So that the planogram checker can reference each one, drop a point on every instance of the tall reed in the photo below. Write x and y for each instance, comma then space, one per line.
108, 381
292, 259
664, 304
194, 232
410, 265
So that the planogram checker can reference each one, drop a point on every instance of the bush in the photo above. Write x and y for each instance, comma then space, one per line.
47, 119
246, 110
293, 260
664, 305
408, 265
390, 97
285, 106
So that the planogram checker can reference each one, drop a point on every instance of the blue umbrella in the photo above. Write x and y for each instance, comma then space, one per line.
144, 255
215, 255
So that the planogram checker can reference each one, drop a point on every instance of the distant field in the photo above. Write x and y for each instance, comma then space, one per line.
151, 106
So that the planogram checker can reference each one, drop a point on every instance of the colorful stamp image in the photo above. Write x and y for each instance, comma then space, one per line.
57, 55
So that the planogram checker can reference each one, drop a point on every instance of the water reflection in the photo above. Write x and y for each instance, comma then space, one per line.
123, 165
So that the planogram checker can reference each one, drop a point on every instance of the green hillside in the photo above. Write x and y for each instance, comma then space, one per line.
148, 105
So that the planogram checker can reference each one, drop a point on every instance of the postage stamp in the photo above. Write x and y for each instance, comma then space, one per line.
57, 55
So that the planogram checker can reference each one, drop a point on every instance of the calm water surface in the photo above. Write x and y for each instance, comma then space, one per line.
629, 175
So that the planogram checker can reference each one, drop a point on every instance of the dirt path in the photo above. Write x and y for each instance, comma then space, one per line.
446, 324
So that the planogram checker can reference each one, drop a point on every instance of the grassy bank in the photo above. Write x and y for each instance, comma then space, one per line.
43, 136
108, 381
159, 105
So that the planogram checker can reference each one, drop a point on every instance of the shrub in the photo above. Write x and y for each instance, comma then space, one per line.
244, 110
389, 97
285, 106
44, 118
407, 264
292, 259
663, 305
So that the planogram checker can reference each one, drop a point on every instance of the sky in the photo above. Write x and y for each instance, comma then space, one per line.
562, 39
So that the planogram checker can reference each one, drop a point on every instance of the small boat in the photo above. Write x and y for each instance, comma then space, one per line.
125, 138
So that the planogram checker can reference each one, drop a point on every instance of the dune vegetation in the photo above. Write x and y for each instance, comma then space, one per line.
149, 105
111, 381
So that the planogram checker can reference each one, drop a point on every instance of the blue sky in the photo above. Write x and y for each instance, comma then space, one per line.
.....
◆ **Your objective**:
Return each line of the records above exactly as it reads.

◆ **Exercise output**:
So that the planogram checker can reference each one, drop a point on every instance of the tall reed in the photo below. Write x and y for each instance, comma then space, one per line.
108, 381
292, 259
664, 304
194, 232
410, 265
So that the planogram checker can reference each one, drop a point on every instance of the bush in the photo above. Write x and y for each instance, comma then space, one per line.
47, 119
246, 110
293, 260
664, 305
408, 265
390, 97
285, 106
So that the planogram checker can reference each one, drop a point on every instance of the blue umbrella in the photo above. Write x and y for each instance, comma then space, one per line.
144, 255
215, 255
So that the planogram checker can reference each one, drop a point on every instance of the distant field in the photo above. Write x and y for each instance, comma then space, one per line.
151, 106
So that the planogram checker can reference each one, drop a point on every instance of the colorful stamp image in the photo above. Write x and y for each instance, comma then space, one per line.
57, 55
So that the planogram checker can reference each one, drop a point on every instance of the water reflection in the photo above. Write x and y for each instance, comma then space, one per line.
123, 165
So that the planogram checker can reference each one, drop a point on every instance of the green hillside in the photo above. Write x and y for each instance, comma then space, one per line.
148, 105
So that the planogram checker can reference each one, drop a point on every instance of the postage stamp in the photo above. Write x and y for each instance, comma then space, one per line.
57, 55
So that the planogram checker can reference each one, drop a point on every instance of the calm water surface in the photo above. Write x and y for each instance, comma then space, one per line.
629, 175
So that the planogram checker can reference each one, drop a point on every instance of the dirt path in the photo above. Write x and y for each instance, comma then space, one per line.
446, 324
So that the planogram checker can reference each one, drop a point on every instance of the grassy bank in the photo above. Write x and y for each instance, comma then space, one per line.
43, 136
108, 381
159, 105
So that the planogram checker can reference each one, drop a point on every instance of the shrub in the photo above. Write x and y for each instance, comma then space, one per line.
244, 110
389, 97
285, 106
44, 118
407, 264
292, 259
663, 305
So that the planogram checker can reference each one, drop a point on every instance of the sky in the photo above. Write x and y for each instance, comma then space, one per line.
562, 39
So that the planogram checker can reference each one, drop a point on every instance of the small boat in the photo above. Write x and y for each instance, comma then space, one per line.
125, 138
So that the planogram checker can reference each one, drop a point on every instance of the dune vegetation in the photo above. Write x and y for each instance, comma then space, one per line.
149, 105
111, 381
So that the planogram checker can reference each one, drop a point on every instance of the blue sky in the photo above. Write x and y for each instance, comma then space, one per line.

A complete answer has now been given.